--- Directions ---
In the SPARQL notebook, translate the sentence "If 2 authors are both creators of the same paper, then they have a coauthor relation." into Spanish.

--- Quoted passage ---
------------

# Task 1: Define hand-crafted SPARQL queries (based on “horn-like” rules) for each relation p above to insert the missing relations \<s> \<p> \<o> into the given graph.


In [1]:
# !pip install rdflib ## uncomment this if you do not install rdflib
import rdflib
import copy # to copy graphs

g = rdflib.Graph()
g.parse("https://raw.githubusercontent.com/FHCampbell71/KG/main/Assignment_2/train.nt",format="nt") #load local rdf file

<Graph identifier=N2e3f0055c64140a6ae783bbf949c4dab (<class 'rdflib.graph.Graph'>)>

Then we can run SPARQL query over local rdf file

## Guess 1: missing hasCoauthor property based relations

If 2 authors are both creators of the same paper, then they have a coauthor relation.

coauthor(authorA, authorB) ⇐ creator(?somepaper, ?authorA) ∧ creator(?somepaper, ?authorB)


### query 1.1: count total coauthor relations

In [2]:
query = """
SELECT (count(*) as ?cnt) {
SELECT DISTINCT ?authorA ?authorB
WHERE {
?somepaper <http://purl.org/dc/terms/creator> ?authorA .
?somepaper <http://purl.org/dc/terms/creator> ?authorB .
}
} """ ## give the SPARQL query


In [3]:
qres = g.query(query) ## run SPARQL query over graph q
for row in qres: ## for each result
    print(f"{row}") ## print s p o from result, and it is 32511

(rdflib.term.Literal('32511', datatype=rdflib.term.URIRef('http://www.w3.org/2001/XMLSchema#integer')),)


### Query 1.2: count missing coauthor relations

In [4]:
# check the missing coauthor relations in this graph.
query = """SELECT (count(*) as ?cnt) {
SELECT DISTINCT ?authorA ?authorB
WHERE {
?somepaper <http://purl.org/dc/terms/creator> ?authorA .
?somepaper <http://purl.org/dc/terms/creator> ?authorB .
filter not exists {?authorA <http://lsdis.cs.uga.edu/projects/semdis/opus#coauthor> ?authorB }.
}}
 """ ## give the SPARQL query

qres = g.query(query) ## run SPARQL query over graph q
for row in qres: ## for each result
    print(f"{row.cnt} ") ## print cnt from result, and it is 8306. 

# paper 1 has authorA and authorB >> coauthor in the graph
# paper 2 has authorA, authorB and authorC >> but no coauthor in the graph
# so it is reasonable that missing coauthor relations are more than (32511-24822)

8306 


### Query 1.3: Insert the rule
As the rule is certain so it has 100% confidence, the query can be inserted into the graph directly.

In [5]:
# Insert the missing coauthor relations in this graph.
query = """

------------

(Extracted records)
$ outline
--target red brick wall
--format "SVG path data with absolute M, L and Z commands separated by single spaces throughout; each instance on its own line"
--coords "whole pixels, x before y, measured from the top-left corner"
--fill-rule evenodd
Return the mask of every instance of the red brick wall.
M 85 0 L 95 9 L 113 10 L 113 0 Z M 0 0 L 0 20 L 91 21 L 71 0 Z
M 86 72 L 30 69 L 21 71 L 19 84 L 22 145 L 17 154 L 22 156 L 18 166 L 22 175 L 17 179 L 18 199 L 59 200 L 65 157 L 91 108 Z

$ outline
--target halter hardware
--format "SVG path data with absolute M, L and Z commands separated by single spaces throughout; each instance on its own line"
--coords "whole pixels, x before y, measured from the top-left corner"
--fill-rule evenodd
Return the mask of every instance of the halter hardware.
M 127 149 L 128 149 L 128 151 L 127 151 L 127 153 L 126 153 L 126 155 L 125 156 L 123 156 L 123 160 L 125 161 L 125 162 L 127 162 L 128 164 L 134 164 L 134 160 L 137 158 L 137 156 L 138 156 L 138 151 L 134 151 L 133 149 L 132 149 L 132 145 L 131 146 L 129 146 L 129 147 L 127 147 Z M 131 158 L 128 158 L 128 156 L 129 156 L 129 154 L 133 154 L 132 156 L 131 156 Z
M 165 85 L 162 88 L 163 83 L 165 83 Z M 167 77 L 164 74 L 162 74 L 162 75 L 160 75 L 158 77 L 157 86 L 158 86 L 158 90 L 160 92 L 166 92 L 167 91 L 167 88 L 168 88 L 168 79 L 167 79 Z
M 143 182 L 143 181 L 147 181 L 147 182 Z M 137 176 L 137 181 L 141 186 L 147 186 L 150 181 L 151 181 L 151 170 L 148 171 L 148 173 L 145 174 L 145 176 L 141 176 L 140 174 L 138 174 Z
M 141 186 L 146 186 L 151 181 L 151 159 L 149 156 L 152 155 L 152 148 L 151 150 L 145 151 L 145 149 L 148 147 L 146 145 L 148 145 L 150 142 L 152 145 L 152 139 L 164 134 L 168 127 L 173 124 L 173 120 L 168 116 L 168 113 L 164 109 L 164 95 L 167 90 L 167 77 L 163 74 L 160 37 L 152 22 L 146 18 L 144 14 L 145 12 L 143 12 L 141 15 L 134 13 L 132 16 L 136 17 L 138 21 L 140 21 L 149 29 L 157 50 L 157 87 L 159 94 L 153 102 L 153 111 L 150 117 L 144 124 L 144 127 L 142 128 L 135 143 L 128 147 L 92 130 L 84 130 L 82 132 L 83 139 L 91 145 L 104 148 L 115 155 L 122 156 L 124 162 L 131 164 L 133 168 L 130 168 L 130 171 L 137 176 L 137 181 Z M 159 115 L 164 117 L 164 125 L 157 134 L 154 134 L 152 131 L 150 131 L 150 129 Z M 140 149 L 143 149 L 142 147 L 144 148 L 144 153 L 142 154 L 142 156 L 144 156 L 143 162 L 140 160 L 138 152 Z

------------

--- Problem solution ---
Si 2 autores son ambos creadores del mismo artículo, entonces tienen una relación de coautoría.